EXERCISE GOAL.
Display every line of the material below that contains the string "item". Treat uppercase and lowercase letters as different.

###

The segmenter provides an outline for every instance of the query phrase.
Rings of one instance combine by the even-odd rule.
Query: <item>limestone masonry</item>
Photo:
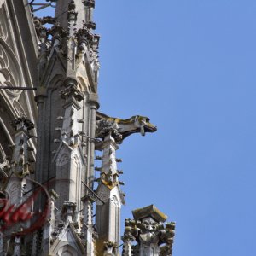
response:
[[[154,205],[120,235],[117,150],[156,127],[98,111],[95,0],[42,2],[0,0],[0,256],[172,255],[175,224]]]

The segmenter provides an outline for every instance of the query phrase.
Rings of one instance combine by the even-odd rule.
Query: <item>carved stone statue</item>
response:
[[[140,132],[143,136],[146,132],[154,132],[157,127],[150,123],[148,117],[135,115],[127,119],[102,115],[102,119],[96,121],[96,137],[104,138],[109,130],[115,141],[121,143],[128,136]]]

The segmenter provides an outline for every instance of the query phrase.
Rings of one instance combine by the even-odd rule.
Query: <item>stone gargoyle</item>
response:
[[[150,123],[148,117],[135,115],[127,119],[113,118],[101,113],[97,113],[96,123],[96,137],[104,138],[109,132],[116,141],[122,141],[133,133],[140,132],[143,136],[146,132],[154,132],[157,127]]]

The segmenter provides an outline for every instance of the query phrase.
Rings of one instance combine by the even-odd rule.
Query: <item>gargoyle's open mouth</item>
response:
[[[144,126],[146,132],[154,132],[157,131],[157,127],[154,125],[152,126]]]

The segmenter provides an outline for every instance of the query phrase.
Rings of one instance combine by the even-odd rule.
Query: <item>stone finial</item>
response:
[[[132,212],[134,220],[125,219],[123,256],[171,256],[175,223],[163,223],[167,216],[154,205]],[[132,241],[137,244],[131,245]]]
[[[142,220],[146,218],[152,218],[157,222],[165,222],[168,216],[161,212],[154,205],[139,208],[132,211],[133,218],[135,220]]]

###

OUTPUT OF THE EXERCISE.
Query: <item>limestone masonry</item>
Query: <item>carved stone statue</item>
Query: <item>stone gargoyle</item>
Query: <item>gargoyle's open mouth</item>
Query: <item>stone finial</item>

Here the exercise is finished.